[AIM] Starting from the line that contains "of the glass", reproduce each line exactly through the end of the material, and include no other lines.
■ ■ ■
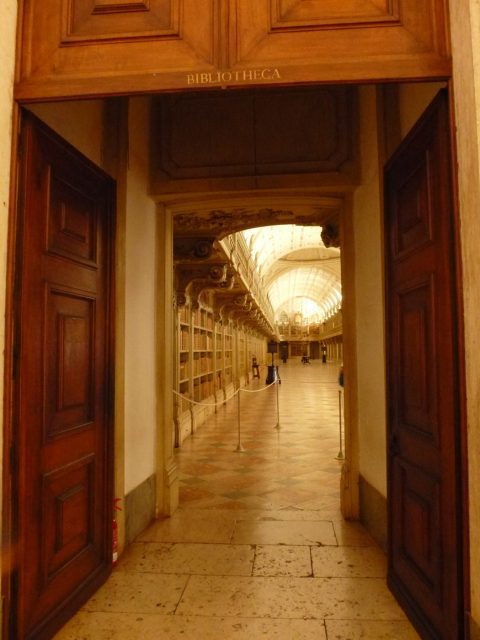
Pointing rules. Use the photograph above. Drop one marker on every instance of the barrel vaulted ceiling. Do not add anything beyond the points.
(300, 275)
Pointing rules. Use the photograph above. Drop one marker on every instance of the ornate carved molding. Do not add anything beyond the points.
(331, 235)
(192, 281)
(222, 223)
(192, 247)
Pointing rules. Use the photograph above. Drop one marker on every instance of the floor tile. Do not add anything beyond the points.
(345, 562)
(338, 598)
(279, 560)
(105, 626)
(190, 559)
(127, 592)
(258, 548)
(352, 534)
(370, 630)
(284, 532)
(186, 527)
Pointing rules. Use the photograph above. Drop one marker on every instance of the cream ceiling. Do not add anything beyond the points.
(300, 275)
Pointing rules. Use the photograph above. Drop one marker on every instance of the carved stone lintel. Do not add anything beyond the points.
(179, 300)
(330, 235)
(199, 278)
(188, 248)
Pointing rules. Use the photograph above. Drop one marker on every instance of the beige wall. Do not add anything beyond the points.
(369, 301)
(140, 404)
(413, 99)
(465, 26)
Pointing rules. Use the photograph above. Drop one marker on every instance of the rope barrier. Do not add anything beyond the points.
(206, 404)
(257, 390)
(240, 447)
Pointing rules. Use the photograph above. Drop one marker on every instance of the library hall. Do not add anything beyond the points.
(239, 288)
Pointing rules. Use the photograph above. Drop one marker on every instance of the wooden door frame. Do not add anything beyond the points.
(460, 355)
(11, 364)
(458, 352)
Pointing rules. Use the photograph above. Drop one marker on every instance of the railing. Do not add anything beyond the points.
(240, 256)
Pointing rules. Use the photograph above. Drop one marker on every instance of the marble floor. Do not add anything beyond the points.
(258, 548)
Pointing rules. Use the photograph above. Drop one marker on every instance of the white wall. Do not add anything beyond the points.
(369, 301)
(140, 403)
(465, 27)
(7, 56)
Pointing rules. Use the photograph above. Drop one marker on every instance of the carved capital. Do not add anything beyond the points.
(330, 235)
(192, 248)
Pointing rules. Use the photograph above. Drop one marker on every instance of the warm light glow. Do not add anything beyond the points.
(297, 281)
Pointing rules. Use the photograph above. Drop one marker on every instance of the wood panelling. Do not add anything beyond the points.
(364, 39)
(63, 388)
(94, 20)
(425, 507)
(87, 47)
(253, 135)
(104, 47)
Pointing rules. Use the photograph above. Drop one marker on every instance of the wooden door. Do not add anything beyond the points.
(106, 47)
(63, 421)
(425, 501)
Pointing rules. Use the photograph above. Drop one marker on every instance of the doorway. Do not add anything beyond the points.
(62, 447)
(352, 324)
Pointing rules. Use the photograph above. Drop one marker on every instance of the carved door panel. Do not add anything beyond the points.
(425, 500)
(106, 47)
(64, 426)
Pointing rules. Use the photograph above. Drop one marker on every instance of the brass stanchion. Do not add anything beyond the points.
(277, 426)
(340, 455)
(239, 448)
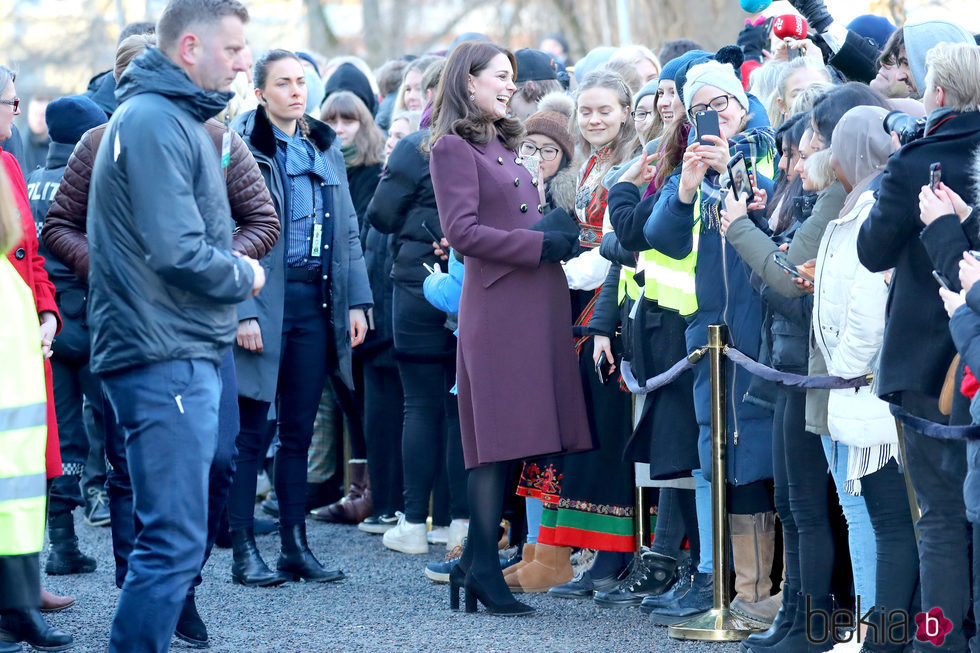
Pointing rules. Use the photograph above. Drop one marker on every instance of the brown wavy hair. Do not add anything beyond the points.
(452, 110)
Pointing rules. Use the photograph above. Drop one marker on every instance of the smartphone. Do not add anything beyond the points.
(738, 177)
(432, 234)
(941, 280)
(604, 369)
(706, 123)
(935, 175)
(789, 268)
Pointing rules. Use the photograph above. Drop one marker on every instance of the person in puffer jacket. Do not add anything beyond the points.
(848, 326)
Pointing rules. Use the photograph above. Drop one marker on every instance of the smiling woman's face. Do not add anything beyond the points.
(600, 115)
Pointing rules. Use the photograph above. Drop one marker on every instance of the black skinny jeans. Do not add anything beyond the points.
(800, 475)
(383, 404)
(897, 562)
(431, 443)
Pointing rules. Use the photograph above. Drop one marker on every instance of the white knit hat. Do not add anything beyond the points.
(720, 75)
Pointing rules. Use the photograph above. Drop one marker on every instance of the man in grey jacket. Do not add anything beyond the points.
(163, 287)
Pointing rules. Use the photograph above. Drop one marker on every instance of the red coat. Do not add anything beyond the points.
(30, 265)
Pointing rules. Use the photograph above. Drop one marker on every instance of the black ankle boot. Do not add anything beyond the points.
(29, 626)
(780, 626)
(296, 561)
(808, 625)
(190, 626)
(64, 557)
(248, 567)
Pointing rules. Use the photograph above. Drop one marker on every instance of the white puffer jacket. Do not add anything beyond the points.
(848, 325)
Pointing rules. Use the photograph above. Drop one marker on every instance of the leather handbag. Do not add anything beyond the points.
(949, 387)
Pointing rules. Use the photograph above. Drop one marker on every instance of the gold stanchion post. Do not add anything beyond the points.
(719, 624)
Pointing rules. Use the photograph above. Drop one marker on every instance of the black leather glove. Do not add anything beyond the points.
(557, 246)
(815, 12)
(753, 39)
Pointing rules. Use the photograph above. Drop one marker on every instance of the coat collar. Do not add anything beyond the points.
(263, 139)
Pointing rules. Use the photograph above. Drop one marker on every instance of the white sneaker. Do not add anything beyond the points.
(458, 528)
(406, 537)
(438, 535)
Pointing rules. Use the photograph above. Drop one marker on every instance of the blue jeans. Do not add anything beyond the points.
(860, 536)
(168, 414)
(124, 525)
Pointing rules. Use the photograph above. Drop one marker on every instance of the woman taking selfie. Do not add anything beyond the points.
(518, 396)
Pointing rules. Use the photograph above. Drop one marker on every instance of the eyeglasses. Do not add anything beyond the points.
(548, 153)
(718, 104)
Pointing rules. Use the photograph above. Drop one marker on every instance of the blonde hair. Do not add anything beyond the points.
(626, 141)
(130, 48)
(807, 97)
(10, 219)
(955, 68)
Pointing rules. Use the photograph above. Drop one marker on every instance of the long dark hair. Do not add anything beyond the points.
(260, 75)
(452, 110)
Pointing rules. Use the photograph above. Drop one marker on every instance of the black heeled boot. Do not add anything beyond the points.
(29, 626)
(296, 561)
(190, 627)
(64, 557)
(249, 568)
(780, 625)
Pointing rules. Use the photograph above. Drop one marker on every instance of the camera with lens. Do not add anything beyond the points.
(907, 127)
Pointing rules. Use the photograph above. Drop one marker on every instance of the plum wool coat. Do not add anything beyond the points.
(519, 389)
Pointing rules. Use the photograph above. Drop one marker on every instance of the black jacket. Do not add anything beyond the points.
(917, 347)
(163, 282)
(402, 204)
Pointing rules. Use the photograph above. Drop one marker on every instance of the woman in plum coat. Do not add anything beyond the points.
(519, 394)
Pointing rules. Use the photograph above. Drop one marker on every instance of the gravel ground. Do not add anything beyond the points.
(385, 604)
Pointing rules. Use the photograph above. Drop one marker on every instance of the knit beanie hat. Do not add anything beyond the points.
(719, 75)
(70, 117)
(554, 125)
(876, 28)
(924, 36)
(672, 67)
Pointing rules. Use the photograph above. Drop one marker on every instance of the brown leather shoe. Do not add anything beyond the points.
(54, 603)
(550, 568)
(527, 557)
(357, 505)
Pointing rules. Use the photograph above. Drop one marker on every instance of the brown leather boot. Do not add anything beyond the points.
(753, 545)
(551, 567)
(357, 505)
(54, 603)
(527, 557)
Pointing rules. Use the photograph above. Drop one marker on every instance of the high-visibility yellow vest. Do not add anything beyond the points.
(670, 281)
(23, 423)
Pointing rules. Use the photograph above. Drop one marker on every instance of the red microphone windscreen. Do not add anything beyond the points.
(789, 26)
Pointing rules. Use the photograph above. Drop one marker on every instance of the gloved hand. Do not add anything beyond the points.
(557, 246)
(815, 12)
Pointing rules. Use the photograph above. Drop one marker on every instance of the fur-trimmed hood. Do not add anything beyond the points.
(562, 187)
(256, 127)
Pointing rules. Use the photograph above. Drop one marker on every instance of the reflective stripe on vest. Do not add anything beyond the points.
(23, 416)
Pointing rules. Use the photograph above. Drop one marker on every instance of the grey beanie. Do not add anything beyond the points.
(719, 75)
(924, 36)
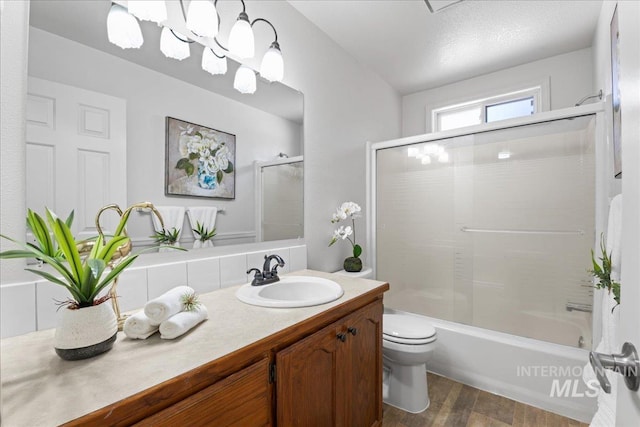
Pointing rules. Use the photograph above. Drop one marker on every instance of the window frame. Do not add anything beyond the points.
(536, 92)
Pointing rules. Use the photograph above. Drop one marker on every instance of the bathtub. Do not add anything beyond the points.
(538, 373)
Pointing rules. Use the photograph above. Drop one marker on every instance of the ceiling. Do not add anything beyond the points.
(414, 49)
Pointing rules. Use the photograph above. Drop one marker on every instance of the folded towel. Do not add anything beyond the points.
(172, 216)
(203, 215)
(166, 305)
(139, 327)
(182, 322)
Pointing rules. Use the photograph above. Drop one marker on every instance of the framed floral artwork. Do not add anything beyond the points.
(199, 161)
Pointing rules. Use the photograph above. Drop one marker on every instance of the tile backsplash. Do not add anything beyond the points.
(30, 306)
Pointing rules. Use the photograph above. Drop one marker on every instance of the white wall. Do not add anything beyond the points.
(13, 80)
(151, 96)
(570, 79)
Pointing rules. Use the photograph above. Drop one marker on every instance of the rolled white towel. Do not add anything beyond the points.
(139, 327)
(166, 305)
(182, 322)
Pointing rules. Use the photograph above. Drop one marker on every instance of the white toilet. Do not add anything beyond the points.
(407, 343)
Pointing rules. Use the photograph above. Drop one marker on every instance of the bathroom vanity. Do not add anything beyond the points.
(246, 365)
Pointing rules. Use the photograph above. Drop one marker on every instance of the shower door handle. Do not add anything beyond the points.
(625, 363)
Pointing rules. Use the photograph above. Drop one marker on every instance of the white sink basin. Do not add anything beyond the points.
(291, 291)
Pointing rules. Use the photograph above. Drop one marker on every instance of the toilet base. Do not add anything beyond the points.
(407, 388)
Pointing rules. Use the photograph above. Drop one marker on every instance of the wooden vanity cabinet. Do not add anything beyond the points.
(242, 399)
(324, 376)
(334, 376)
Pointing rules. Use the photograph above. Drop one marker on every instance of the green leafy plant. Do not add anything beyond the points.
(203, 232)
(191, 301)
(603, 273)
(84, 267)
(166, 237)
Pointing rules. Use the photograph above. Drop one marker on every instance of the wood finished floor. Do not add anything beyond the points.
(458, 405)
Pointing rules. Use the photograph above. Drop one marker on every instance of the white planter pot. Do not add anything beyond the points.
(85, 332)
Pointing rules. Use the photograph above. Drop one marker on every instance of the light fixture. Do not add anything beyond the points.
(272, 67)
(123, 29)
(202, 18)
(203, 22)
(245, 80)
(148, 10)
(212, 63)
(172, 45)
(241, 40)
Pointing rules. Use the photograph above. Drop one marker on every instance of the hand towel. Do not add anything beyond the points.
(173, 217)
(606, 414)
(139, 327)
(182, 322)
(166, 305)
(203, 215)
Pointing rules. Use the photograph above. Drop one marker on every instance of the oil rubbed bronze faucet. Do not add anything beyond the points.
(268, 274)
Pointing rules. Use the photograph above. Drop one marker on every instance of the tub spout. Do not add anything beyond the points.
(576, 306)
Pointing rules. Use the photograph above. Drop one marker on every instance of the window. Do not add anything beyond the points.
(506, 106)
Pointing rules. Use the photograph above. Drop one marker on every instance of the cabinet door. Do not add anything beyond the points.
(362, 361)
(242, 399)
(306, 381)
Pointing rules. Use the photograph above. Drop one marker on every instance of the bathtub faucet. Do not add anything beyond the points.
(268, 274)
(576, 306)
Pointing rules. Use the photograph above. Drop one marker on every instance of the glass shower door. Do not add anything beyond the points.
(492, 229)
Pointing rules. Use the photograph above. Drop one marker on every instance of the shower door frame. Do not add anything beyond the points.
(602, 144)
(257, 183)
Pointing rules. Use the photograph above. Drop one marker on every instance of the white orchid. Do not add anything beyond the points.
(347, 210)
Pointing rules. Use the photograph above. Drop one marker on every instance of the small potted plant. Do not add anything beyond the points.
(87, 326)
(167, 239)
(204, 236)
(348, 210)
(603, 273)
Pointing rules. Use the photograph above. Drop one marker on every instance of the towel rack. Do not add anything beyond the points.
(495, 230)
■ ■ ■
[WRITTEN ANSWER]
Pointing rules. Use the photograph above. Drop one marker on every instance of the glass shower door. Do not add anything beyond the points.
(492, 229)
Pointing rules. Use the photograph above. Drop one marker on every instance of the shower door frame. Do not add anything beyond the points.
(602, 144)
(257, 183)
Pointing rules. Use the photograph above. Drop one marker on every instance of the white orchid. Do not add anything beyond the points.
(347, 210)
Pointing rules. Use the photograph above. Drop one marker on every instance of the small potted plant. Do not add anything beyond the points.
(87, 326)
(167, 239)
(204, 236)
(348, 210)
(603, 273)
Pointing rules. Use the photograph above. Drop one marker on every instance of the towel rack. Do not add anything beyond the points.
(495, 230)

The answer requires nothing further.